### WHAT TO PRODUCE
In the entries that follow, the lines from the one with "the taillight, find" through the one with "front door handle, find" are the ones to write out, exactly and with both ends included. Nothing else should appear.

--

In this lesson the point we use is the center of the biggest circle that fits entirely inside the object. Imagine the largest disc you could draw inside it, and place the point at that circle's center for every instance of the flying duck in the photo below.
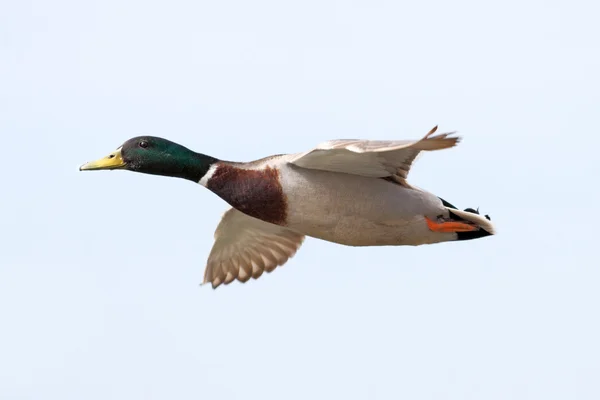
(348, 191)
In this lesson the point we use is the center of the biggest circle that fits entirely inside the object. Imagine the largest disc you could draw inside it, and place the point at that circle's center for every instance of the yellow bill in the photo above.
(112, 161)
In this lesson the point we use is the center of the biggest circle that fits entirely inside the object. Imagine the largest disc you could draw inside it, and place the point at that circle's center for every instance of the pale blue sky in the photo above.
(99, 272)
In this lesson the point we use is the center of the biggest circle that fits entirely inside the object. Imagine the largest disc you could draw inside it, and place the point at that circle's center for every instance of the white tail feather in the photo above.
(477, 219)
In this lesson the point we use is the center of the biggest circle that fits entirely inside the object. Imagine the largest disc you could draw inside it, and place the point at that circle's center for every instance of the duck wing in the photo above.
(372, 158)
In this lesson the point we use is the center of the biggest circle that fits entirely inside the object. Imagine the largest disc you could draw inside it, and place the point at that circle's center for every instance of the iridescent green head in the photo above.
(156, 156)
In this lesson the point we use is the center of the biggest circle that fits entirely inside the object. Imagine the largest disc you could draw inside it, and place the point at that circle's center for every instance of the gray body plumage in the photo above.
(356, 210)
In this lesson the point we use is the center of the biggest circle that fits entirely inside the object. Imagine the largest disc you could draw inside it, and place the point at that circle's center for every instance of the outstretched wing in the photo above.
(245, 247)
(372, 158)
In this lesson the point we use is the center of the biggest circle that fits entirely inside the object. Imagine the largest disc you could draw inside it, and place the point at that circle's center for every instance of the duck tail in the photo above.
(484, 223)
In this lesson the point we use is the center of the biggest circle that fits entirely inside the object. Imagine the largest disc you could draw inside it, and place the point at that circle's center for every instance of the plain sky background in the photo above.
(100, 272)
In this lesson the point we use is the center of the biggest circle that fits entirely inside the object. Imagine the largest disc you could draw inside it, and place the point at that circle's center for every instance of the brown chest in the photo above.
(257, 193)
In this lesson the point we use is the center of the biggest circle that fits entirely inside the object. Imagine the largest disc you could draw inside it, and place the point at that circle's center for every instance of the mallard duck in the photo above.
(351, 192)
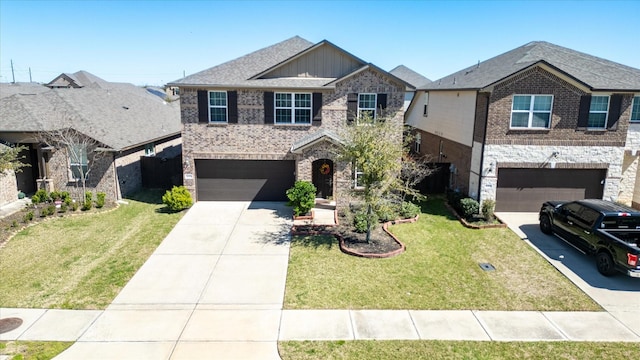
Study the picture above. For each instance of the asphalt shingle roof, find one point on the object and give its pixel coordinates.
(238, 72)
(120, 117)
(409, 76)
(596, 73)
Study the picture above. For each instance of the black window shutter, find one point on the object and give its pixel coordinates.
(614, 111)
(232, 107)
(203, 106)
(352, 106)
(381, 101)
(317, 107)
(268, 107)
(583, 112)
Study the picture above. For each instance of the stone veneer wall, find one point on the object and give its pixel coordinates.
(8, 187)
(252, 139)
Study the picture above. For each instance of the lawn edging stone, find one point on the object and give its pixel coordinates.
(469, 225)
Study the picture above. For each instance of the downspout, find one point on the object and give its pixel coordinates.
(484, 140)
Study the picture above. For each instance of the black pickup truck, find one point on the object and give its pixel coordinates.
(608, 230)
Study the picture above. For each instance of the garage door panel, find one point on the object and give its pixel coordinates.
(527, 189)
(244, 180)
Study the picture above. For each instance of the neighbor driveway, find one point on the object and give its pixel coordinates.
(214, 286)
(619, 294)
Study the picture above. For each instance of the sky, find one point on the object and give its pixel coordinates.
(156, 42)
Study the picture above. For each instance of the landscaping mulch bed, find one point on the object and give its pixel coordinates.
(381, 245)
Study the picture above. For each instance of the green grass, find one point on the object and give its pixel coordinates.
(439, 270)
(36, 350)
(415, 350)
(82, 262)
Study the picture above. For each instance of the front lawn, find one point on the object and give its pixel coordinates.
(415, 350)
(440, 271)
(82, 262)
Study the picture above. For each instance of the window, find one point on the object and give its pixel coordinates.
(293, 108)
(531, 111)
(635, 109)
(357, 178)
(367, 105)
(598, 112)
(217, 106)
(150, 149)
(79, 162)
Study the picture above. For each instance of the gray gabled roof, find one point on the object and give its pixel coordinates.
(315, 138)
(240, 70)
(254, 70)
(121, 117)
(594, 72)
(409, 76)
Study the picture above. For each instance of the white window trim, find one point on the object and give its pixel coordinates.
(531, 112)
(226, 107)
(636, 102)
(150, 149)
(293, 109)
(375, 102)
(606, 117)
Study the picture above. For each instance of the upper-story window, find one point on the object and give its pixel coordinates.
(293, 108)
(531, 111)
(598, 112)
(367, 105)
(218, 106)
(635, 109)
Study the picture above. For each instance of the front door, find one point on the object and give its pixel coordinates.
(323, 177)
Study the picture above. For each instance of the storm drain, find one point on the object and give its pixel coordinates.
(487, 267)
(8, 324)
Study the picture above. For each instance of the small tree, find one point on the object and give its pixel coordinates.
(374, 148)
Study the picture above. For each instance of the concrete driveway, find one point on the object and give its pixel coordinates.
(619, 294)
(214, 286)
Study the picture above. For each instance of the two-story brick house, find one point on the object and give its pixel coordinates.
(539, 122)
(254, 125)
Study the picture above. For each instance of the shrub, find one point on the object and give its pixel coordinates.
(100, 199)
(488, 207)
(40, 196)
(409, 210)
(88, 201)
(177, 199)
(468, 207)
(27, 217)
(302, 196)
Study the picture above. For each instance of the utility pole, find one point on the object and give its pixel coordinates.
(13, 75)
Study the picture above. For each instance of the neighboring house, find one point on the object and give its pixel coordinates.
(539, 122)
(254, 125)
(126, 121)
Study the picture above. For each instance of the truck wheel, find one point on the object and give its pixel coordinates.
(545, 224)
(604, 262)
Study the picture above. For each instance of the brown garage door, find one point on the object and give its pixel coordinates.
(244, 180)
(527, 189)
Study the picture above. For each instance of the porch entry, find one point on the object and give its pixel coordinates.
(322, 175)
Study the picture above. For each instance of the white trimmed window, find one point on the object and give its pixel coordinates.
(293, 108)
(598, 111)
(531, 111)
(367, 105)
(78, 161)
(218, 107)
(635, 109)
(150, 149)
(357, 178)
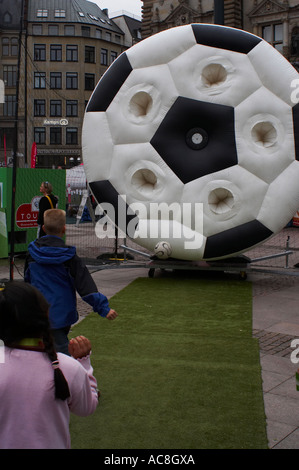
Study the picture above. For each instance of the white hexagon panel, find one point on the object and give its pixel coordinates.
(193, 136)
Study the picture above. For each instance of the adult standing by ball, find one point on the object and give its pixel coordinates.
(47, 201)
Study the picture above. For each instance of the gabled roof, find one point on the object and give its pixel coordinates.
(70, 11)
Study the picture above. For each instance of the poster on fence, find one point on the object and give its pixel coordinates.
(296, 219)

--

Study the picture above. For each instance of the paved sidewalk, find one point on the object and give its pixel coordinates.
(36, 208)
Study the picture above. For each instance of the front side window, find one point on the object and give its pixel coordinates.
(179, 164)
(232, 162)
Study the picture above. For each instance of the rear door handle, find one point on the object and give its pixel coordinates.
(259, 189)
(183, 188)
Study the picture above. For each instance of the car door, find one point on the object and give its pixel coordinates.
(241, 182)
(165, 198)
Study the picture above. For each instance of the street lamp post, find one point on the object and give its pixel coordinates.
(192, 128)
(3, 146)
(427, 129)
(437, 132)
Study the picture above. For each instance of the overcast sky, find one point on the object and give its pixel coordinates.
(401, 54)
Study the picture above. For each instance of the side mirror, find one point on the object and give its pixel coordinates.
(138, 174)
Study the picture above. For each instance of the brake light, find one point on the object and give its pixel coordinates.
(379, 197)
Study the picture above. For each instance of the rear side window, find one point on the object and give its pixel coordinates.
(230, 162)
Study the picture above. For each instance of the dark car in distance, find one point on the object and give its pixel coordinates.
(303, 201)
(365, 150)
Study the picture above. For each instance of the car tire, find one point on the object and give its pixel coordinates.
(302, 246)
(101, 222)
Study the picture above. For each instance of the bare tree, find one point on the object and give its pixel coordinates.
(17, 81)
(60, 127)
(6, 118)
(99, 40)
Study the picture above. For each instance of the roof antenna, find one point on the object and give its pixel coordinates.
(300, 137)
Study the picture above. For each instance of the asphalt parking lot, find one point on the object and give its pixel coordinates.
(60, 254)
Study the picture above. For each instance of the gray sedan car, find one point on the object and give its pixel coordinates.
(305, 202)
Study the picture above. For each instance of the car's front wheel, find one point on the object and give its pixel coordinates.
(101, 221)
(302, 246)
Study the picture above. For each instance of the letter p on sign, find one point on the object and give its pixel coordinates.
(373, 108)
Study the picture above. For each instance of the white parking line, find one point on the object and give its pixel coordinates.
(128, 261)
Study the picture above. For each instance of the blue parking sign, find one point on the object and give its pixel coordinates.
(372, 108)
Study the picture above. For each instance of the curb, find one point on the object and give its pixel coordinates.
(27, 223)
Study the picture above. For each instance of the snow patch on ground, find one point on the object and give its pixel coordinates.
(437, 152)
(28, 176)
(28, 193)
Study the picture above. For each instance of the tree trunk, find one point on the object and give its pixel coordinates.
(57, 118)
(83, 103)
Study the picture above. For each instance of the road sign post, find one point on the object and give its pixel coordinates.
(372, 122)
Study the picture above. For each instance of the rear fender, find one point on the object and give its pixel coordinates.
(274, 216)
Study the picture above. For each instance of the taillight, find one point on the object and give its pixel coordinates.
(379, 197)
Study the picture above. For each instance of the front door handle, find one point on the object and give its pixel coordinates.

--

### RESULT BELOW
Study the picture above. For each instance of the taillight, find one point on the object and give its pixel coordinates.
(379, 197)
Study the picture above. For each instance of the front door handle, find one point on the object and give its pixel coordinates.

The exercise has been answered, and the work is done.